▶ **EXERCISES**
1. Answer these questions using the article about Puerto Rico after Hurricane Maria:
(a) How long after the hurricane hit did Ramirez's father have running water?
(b) What word did Ramirez use to describe how her father felt about the United States' response?
(c) In November, how many Queens council members spent several days assisting people on the island?
2. Resume the article about Puerto Rico after Hurricane Maria from where it stops.

▶ **SOURCE DOCUMENT**
::::::::
Ramirez said that her father relies on Social Security and qualifies for Medicare, but not Medicaid. However, Ramirez said that she was able to obtain health services for her father. But she added that other family members had a much more challenging situation following the storm.

“My father was one of the more fortunate people,” she said. “He lives close to the airport and suffered little damage to the house. He lost electricity, but had running water a week after the hurricane hit. I have an aunt whose power comes on and off. She’s sickly and has all sorts of medical conditions. I have an aunt who lost her whole house. Most of my cousins have moved to Florida, but there are many Puerto Ricans who don’t have any family members here in the States and they need assistance. There are people who live in the countryside who still have no electricity at all. My father told me that lines to get gas were five to six hours long. People stood in line at the supermarket starting at 4 a.m. and the supplies often ran out. It’s like Puerto Rico has been forgotten. It’s sad. With the condition the island is in, there’s nothing to go back to. I don’t think things will be back to normal for a very long time.”

Ramirez said that her father was “disgusted” with the United States’ response.

“As a Puerto Rican, you’re born as an American, but you don’t get the same treatment,” she said. “The people from the island have been forgotten. [U.S. leaders] are not doing their due diligence. We’re eight months into this, and it’s nowhere near what it should be.”

Councilman I. Daneek Miller (D-St. Albans) has close ties to Puerto Rico. He told the Queens Tribune’s sister paper, the PRESS of Southeast Queens, in November that he has family members living on the island. He said that he spent many summers as a child visiting them. The councilman has kept close tabs on the devastation following Hurricane Maria. In November, Miller was one of three Queens council members who spent several days assisting people on the island.
::::::::
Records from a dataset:

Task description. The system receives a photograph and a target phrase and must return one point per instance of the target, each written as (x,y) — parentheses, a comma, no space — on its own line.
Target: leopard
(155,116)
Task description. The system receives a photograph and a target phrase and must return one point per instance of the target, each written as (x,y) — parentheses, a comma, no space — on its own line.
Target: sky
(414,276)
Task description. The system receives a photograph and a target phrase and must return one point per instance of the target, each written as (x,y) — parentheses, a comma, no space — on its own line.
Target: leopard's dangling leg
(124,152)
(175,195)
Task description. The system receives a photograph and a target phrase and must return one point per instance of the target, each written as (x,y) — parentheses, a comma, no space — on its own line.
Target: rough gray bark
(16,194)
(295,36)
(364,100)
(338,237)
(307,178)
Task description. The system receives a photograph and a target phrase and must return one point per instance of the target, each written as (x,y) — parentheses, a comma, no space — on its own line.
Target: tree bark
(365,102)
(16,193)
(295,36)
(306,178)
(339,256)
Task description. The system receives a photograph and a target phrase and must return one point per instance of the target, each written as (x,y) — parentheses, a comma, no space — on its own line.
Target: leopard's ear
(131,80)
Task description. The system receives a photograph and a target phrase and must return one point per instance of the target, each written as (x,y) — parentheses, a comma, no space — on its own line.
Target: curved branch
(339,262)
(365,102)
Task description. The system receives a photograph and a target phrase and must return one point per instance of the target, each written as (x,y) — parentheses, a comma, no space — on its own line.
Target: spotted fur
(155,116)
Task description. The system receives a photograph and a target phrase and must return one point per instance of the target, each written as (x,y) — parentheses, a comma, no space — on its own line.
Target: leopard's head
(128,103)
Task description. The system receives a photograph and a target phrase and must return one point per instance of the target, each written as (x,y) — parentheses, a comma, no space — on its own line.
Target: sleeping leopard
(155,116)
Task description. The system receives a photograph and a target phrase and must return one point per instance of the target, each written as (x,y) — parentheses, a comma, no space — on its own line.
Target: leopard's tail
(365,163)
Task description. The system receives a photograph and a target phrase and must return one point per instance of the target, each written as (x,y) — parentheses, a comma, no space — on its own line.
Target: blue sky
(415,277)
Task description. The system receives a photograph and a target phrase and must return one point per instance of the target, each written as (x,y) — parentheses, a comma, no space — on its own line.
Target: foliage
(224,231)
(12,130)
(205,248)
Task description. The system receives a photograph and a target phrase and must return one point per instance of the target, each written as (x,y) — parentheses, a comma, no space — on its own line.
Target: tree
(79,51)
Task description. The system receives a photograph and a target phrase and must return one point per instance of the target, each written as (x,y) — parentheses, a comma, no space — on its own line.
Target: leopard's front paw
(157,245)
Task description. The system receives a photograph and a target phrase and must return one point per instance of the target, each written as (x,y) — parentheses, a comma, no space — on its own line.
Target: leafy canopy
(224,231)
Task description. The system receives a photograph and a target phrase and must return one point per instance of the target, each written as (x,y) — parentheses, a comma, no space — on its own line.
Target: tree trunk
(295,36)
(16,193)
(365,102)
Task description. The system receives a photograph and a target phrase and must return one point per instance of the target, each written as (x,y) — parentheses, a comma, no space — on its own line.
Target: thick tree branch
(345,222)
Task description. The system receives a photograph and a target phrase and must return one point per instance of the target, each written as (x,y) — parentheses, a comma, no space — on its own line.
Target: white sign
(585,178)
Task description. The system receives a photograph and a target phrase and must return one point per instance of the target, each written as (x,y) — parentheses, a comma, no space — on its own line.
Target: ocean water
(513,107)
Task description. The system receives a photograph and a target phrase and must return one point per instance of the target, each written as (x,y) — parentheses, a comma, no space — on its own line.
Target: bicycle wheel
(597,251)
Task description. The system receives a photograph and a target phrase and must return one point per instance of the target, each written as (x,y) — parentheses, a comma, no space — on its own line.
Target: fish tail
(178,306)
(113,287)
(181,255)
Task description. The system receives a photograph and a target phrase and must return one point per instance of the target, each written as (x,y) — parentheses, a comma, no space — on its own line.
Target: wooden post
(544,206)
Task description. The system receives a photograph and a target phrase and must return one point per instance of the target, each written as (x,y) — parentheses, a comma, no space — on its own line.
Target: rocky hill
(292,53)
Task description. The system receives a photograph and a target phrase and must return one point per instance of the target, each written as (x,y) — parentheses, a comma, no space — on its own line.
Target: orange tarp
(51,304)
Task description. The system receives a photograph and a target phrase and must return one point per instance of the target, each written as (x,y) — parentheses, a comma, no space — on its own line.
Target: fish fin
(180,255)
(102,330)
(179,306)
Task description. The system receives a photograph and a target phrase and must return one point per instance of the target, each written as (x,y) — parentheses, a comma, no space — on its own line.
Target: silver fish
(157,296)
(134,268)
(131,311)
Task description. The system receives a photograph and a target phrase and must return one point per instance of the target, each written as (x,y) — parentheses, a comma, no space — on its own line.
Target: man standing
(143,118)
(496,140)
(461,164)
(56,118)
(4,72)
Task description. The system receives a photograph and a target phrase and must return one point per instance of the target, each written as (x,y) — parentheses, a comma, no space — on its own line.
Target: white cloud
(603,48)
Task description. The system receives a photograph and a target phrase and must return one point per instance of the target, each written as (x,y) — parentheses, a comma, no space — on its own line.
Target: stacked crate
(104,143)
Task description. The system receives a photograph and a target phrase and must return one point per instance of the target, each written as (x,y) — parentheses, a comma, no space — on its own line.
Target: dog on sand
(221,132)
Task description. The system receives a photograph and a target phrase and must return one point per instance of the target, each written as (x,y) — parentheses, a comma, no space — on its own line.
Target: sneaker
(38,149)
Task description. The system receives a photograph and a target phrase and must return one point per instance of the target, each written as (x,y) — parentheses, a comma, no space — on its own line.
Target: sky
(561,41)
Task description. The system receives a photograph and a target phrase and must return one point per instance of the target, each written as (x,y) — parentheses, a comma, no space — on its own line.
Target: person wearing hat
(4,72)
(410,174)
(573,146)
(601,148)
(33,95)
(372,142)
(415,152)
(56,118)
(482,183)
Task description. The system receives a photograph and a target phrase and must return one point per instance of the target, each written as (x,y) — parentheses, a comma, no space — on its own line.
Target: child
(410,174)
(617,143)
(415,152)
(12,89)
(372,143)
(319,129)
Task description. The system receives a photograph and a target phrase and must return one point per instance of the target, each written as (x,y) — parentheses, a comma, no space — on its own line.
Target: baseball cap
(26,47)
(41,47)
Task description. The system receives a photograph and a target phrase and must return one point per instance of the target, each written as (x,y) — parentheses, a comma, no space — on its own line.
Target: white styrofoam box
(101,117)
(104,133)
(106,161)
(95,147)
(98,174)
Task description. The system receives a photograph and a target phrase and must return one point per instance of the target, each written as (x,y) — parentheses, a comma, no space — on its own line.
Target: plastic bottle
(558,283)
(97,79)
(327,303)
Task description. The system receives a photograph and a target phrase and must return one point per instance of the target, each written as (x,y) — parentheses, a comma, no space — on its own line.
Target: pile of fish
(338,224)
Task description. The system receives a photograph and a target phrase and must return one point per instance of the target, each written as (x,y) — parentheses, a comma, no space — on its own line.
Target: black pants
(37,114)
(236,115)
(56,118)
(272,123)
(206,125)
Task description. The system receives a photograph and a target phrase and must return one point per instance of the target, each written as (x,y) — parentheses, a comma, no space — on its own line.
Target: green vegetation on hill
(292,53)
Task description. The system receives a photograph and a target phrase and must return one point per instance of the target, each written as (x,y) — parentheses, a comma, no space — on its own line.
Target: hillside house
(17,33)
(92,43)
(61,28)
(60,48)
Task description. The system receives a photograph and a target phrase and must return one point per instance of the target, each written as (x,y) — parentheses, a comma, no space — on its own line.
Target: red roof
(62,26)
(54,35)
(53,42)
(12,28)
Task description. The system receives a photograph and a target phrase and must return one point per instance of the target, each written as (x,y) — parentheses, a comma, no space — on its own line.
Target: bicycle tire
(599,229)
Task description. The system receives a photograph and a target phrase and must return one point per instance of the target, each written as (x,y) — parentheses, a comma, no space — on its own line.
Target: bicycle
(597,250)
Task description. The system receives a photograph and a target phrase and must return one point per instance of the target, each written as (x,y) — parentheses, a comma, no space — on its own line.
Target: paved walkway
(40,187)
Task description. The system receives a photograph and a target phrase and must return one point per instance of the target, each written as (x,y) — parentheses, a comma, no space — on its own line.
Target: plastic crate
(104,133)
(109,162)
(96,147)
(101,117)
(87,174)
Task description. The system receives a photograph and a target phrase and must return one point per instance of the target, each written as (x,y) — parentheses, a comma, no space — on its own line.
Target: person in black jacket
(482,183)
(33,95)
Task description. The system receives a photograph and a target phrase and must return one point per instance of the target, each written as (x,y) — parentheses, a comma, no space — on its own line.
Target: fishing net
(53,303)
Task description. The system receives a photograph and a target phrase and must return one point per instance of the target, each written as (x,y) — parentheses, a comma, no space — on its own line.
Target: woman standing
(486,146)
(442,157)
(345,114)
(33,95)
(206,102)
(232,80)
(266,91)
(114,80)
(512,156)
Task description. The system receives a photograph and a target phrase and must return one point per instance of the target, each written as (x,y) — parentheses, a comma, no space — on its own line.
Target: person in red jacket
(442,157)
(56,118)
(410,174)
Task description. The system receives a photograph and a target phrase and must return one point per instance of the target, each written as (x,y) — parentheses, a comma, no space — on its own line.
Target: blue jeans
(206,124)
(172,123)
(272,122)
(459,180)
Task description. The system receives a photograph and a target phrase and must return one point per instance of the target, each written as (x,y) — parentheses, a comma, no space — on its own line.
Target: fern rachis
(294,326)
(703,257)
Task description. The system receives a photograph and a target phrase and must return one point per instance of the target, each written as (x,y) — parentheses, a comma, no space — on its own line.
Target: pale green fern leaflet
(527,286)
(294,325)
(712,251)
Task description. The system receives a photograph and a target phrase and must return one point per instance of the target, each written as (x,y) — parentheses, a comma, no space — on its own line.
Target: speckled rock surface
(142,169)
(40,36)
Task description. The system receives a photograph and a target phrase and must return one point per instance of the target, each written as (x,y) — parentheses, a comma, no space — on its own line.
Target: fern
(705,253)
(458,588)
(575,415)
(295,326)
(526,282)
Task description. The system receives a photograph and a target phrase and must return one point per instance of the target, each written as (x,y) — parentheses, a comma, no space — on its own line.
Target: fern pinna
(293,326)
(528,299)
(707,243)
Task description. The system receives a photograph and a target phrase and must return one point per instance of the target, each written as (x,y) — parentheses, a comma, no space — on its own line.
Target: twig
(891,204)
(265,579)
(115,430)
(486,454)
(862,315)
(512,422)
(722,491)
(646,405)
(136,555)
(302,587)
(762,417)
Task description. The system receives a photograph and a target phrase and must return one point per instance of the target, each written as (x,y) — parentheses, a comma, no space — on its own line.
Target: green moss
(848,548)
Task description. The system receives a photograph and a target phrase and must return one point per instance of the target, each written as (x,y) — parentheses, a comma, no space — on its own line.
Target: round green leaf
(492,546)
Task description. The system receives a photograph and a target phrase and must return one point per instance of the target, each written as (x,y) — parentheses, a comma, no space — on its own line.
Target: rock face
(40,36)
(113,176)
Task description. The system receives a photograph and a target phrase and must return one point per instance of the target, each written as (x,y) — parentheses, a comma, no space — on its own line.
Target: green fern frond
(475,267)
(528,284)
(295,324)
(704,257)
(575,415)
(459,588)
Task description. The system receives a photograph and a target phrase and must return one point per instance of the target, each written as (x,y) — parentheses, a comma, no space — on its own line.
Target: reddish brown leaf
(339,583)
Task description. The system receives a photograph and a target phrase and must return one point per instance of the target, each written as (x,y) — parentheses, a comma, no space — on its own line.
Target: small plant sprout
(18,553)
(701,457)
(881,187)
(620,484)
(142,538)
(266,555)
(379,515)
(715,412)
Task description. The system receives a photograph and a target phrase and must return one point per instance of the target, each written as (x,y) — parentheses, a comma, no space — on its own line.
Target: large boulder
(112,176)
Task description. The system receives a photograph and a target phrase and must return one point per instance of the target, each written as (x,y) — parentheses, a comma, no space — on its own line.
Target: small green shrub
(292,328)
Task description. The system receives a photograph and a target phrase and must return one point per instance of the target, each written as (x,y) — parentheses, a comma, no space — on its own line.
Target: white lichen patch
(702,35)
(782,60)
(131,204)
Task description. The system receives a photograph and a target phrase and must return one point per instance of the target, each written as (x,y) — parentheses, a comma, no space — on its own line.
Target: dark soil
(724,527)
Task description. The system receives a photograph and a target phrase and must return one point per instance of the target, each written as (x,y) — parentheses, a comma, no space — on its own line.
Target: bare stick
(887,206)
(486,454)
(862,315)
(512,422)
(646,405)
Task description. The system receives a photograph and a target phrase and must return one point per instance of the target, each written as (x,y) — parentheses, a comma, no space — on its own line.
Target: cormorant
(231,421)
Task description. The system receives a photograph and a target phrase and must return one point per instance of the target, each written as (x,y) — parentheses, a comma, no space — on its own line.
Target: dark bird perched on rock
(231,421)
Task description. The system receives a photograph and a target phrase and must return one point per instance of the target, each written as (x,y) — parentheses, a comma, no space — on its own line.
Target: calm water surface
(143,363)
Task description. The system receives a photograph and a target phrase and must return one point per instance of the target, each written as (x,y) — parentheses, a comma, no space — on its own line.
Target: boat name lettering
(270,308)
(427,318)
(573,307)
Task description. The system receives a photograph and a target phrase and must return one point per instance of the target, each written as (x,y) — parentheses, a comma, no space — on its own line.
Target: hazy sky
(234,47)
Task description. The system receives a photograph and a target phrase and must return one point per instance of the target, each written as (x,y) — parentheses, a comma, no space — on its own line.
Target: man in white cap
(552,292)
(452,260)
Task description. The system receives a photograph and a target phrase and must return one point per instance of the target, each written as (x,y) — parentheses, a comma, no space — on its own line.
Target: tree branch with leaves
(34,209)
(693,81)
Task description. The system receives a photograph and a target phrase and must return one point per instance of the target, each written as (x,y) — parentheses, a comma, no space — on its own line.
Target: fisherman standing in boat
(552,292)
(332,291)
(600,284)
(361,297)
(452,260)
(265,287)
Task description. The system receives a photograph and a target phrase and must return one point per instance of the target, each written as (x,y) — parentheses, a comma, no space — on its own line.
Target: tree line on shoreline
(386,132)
::::::::
▶ **ANSWERS GIVEN**
1.
(a) A week.
(b) "Disgusted."
(c) Three.

2.
In an interview this week, Miller said that the recent news of Puerto Rico’s death toll’s being much higher than initially reported was not surprising.

“For folks who have been on the ground like myself, there was a reality that things weren’t getting done,” Miller said. “Everyone on the island knew that there were many more deaths than what was documented. They just weren’t counting people who were struggling every day in the midst of the struggles following Maria.”
He said that many older people on the island, including his 60-year-old uncle, are former police officers, government workers and other civil servants from the United States who moved back to the island for their retirement. Many of these people are now struggling to get back on their feet.

“It’s frustrating to know that we have resources for these American citizens and we’re not delivering,” he said. “We helped Europe and Japan and all of the places, and yet we can’t reinvest in Puerto Rico.”

He compared Puerto Rico’s plight to Hurricane Katrina, during which President George W. Bush’s administration was accused of mishandling its response. Miller said that he has plans to travel back to Puerto Rico to assist with the recovery.

On Wednesday, Meng and U.S. Rep. Nydia Velazquez (D-Ridgewood) took part in a press conference outside the U.S. Capitol in Washington, D.C., to bring attention to the mortality numbers released in Harvard University’s study.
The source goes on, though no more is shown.